> EXCERPTED TEXT:
··········

I got the semantics. It's why I pushed through the warts in the syntax;
and coming from Haskell, there were alot of things that were not as nice.
Most of them have already been mentioned, no need to rehash.
Now I'm used to it, and in 3 months our little startup has a cloud
computing infrastructure that I only dreamed about at my large company
job, and we never go down thanks to hot code deployment. So Erlang does
not suck. However I hope it does not rest on its laurels either. Good
syntax makes life more pleasant.
-- p
On Wed, 12 Mar 2008, Robert Virding wrote:
> Very few of the misfeatures of Erlang syntax are new, though this doesn't
> make them less important. Some are be fixable.
>
> I was probably a little unclear but I was interested in the question of a
> whole new syntax, which at least Ulf understood. And the follow-up question
> of whether this would satisfy people?
>
> For example assume we did a new flavour of Erlang based on Java which had
> the look of Java but still had Erlang semantics (it couldn't be otherwise).
> Would this make new users who came from more traditional languages happy? Or
> would it just make it worse in that it might look the same as what they are
> used to (sort of) but there would still be no "real" assignments or
> destructive operations or loops etc ?

··········

> RECORDS PROVIDED:
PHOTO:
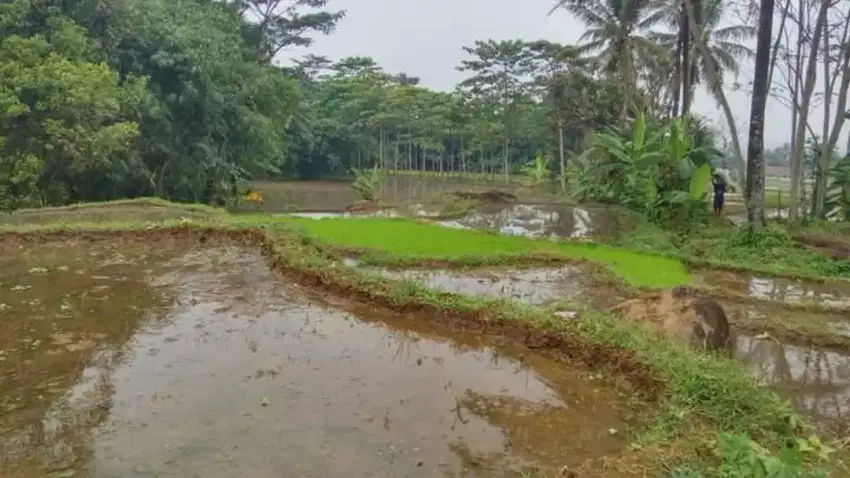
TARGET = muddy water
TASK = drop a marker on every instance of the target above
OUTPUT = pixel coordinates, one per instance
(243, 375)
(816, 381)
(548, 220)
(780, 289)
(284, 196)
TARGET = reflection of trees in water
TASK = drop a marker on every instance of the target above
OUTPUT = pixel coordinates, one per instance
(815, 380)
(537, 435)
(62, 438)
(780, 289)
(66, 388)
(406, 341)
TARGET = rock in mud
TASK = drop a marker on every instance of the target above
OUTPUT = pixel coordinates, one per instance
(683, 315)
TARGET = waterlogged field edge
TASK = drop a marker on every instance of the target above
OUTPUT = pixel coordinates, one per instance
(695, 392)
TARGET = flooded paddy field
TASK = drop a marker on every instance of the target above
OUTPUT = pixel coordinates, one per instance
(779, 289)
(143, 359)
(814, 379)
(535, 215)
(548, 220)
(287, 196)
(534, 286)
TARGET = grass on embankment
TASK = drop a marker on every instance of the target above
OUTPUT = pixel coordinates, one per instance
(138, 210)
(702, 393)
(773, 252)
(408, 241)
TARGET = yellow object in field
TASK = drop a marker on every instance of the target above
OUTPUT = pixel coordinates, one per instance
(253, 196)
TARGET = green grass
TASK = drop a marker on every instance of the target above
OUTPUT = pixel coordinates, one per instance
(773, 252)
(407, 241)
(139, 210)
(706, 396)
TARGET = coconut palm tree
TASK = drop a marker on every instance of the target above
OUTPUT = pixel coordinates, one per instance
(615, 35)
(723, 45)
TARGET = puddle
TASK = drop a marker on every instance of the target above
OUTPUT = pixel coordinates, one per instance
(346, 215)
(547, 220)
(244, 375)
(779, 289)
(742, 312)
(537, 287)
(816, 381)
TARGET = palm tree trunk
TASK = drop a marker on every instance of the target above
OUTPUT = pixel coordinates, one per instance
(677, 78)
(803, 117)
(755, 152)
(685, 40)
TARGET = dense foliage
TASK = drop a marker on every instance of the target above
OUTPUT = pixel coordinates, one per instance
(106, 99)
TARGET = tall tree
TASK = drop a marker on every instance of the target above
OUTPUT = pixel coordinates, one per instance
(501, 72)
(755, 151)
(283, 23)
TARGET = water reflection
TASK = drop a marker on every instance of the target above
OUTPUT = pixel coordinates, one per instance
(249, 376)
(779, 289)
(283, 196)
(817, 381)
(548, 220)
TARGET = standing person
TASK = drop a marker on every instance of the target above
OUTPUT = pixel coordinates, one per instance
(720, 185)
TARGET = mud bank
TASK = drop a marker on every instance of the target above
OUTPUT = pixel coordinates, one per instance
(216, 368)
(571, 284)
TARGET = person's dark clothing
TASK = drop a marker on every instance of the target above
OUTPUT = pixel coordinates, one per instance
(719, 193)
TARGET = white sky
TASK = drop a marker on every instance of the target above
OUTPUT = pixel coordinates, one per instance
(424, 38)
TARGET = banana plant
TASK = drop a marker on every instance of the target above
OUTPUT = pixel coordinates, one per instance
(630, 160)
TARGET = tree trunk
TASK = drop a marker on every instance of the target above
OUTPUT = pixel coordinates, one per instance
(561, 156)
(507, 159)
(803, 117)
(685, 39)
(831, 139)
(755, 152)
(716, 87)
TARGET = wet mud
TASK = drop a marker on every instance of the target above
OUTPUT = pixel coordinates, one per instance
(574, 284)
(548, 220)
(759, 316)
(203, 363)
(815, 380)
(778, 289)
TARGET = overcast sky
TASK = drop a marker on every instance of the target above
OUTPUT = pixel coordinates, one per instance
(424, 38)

··········

Carry the mailing-list exchange on Erlang syntax forward, starting after its final sentence.

>
> I suppose the question really gets back to where the *real* problem is. Is
> it really the syntax, or is it actually the semantics but people see it a
> syntax problem because that is what they see first, the syntax? If a new
> syntax really solved new users problems then it might be worth doing,
> otherwise not. What do people think?
>
> One benefit on basing a new syntax on a typed language would be that adding
> (optional) type declarations would still look "right". Typing records just
> looks weird to me.
>
> Robert
>
Optimism is an essential ingredient of innovation. How else can the
individual favor change over security?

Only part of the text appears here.